[start DATASET CONTENT]
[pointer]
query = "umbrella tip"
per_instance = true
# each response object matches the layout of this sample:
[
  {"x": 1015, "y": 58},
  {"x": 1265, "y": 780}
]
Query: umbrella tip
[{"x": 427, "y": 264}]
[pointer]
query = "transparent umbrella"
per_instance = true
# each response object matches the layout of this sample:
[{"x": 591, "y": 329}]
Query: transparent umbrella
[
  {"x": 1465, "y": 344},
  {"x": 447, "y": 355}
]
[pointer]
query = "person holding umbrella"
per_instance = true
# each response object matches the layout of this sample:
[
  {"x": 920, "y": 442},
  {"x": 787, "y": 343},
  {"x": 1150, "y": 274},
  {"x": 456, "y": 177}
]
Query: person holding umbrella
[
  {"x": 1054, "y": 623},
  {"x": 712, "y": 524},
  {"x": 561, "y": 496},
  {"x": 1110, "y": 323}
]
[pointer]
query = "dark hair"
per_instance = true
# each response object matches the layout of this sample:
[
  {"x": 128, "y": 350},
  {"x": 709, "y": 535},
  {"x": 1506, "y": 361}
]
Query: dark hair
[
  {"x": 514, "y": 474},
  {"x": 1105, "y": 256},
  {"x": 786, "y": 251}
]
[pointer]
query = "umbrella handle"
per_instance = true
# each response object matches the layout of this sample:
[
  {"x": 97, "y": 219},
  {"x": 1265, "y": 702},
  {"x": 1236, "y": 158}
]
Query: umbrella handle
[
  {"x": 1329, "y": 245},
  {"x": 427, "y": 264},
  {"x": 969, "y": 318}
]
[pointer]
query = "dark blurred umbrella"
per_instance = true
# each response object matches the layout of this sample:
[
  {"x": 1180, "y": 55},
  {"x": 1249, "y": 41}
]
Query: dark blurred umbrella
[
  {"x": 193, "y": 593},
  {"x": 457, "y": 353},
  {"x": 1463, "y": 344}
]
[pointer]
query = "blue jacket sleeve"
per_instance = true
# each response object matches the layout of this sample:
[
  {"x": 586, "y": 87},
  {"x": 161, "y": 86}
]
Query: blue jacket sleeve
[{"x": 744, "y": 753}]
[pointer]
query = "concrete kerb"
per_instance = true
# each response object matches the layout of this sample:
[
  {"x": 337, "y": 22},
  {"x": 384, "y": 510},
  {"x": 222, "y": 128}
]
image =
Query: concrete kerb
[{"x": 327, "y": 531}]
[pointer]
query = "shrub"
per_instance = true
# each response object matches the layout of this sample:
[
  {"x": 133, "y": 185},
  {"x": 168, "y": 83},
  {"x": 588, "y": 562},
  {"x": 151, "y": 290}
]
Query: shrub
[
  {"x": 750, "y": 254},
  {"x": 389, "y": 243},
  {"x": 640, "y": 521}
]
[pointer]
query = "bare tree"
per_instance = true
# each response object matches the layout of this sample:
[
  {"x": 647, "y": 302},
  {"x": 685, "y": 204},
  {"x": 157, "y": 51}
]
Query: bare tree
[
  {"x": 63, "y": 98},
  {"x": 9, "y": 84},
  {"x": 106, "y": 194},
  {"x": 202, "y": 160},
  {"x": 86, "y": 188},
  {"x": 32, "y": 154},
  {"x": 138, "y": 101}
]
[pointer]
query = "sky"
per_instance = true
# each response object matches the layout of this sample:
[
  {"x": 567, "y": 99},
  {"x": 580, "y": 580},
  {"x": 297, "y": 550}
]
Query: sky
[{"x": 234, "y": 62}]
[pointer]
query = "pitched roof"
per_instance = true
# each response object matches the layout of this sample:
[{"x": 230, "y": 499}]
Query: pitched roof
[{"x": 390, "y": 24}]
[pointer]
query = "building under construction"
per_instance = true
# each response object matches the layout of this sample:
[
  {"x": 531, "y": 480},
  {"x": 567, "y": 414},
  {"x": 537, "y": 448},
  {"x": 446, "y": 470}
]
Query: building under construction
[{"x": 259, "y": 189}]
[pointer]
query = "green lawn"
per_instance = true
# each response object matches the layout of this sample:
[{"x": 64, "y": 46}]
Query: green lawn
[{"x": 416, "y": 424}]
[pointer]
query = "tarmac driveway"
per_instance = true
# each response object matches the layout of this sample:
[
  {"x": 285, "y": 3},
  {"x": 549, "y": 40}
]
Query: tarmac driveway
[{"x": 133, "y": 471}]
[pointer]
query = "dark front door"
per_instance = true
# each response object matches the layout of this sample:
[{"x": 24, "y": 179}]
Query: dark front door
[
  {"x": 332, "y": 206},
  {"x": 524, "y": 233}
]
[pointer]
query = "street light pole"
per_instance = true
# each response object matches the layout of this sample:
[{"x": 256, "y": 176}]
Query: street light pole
[end DATASET CONTENT]
- _WHAT YOU NEED TO DO_: Repeat each of the entries above precisely as given.

- _SOLUTION_:
[pointer]
query = "umbrella tip"
per_instance = true
# each response object matches the layout of this sample:
[
  {"x": 1015, "y": 58},
  {"x": 1265, "y": 780}
]
Query: umbrella tip
[{"x": 427, "y": 264}]
[pointer]
query = "transparent umbrella"
per_instance = true
# each response object matches the layout of this sample:
[{"x": 591, "y": 329}]
Query: transparent umbrella
[
  {"x": 1465, "y": 344},
  {"x": 447, "y": 355}
]
[pointer]
query = "person holding umbrella"
per_instance = true
# each response object matches the layout of this sample:
[
  {"x": 920, "y": 442},
  {"x": 787, "y": 343},
  {"x": 1150, "y": 274},
  {"x": 456, "y": 177}
]
Query: person holding umbrella
[
  {"x": 1054, "y": 623},
  {"x": 712, "y": 524},
  {"x": 561, "y": 496},
  {"x": 1110, "y": 323}
]
[pointer]
query = "dark hair"
per_instance = true
# each response object matches the layout of this sample:
[
  {"x": 128, "y": 350},
  {"x": 709, "y": 535},
  {"x": 1506, "y": 361}
]
Query: dark hair
[
  {"x": 514, "y": 474},
  {"x": 1105, "y": 256},
  {"x": 786, "y": 251}
]
[pointer]
query = "umbrella handle"
per_instance = true
# each response object matches the layout of this sample:
[
  {"x": 97, "y": 219},
  {"x": 1265, "y": 702},
  {"x": 1236, "y": 158}
]
Query: umbrella handle
[
  {"x": 1329, "y": 245},
  {"x": 427, "y": 264},
  {"x": 969, "y": 318}
]
[pointer]
query = "dark blurred umbrella"
per_instance = true
# each response object matches the layout of this sample:
[
  {"x": 1180, "y": 55},
  {"x": 1249, "y": 41}
]
Query: dark blurred umbrella
[
  {"x": 193, "y": 593},
  {"x": 457, "y": 353},
  {"x": 1463, "y": 344}
]
[pointer]
query = "blue jacket sleeve"
per_instance = true
# each response object matches the layout of this sample:
[
  {"x": 586, "y": 87},
  {"x": 161, "y": 86}
]
Query: blue jacket sleeve
[{"x": 744, "y": 753}]
[pointer]
query = "concrete kerb"
per_instance = true
# each response object matches the layout of this sample:
[
  {"x": 337, "y": 22},
  {"x": 384, "y": 510},
  {"x": 222, "y": 128}
]
image =
Query: concrete kerb
[{"x": 327, "y": 531}]
[pointer]
query = "shrub"
per_instance = true
# each response object matches the layout of this sample:
[
  {"x": 133, "y": 185},
  {"x": 168, "y": 83},
  {"x": 588, "y": 562},
  {"x": 151, "y": 290}
]
Query: shrub
[
  {"x": 750, "y": 254},
  {"x": 389, "y": 243},
  {"x": 640, "y": 521}
]
[pointer]
query = "bare tree"
per_instance = true
# each response object matches the layout of this sample:
[
  {"x": 647, "y": 302},
  {"x": 685, "y": 204},
  {"x": 157, "y": 51}
]
Query: bare tree
[
  {"x": 63, "y": 98},
  {"x": 9, "y": 84},
  {"x": 106, "y": 194},
  {"x": 202, "y": 160},
  {"x": 86, "y": 188},
  {"x": 32, "y": 154},
  {"x": 138, "y": 101}
]
[pointer]
query = "sky"
per_instance = true
# each response object matches the layout of this sample:
[
  {"x": 567, "y": 99},
  {"x": 580, "y": 580},
  {"x": 297, "y": 550}
]
Query: sky
[{"x": 234, "y": 62}]
[pointer]
query = "pitched roof"
per_instance = true
# each response object matches the layout of this sample:
[{"x": 230, "y": 499}]
Query: pitched roof
[{"x": 390, "y": 24}]
[pointer]
query = "building under construction"
per_instance = true
# each response object matches the layout of this sample:
[
  {"x": 531, "y": 480},
  {"x": 567, "y": 414},
  {"x": 537, "y": 448},
  {"x": 446, "y": 470}
]
Query: building under construction
[{"x": 259, "y": 189}]
[pointer]
query = "green lawn"
per_instance = true
# each response object matches the layout of this sample:
[{"x": 64, "y": 46}]
Query: green lawn
[{"x": 416, "y": 424}]
[pointer]
query = "tarmac driveway"
per_instance = true
# each response object matches the layout of this sample:
[
  {"x": 285, "y": 3},
  {"x": 549, "y": 40}
]
Query: tarmac driveway
[{"x": 133, "y": 471}]
[pointer]
query = "dark front door"
per_instance = true
# each response object matches the layout of this sample:
[{"x": 24, "y": 179}]
Query: dark front door
[
  {"x": 332, "y": 206},
  {"x": 524, "y": 233}
]
[pointer]
query = "street light pole"
per_instance = true
# each response object matches the layout of this sample:
[{"x": 256, "y": 176}]
Query: street light pole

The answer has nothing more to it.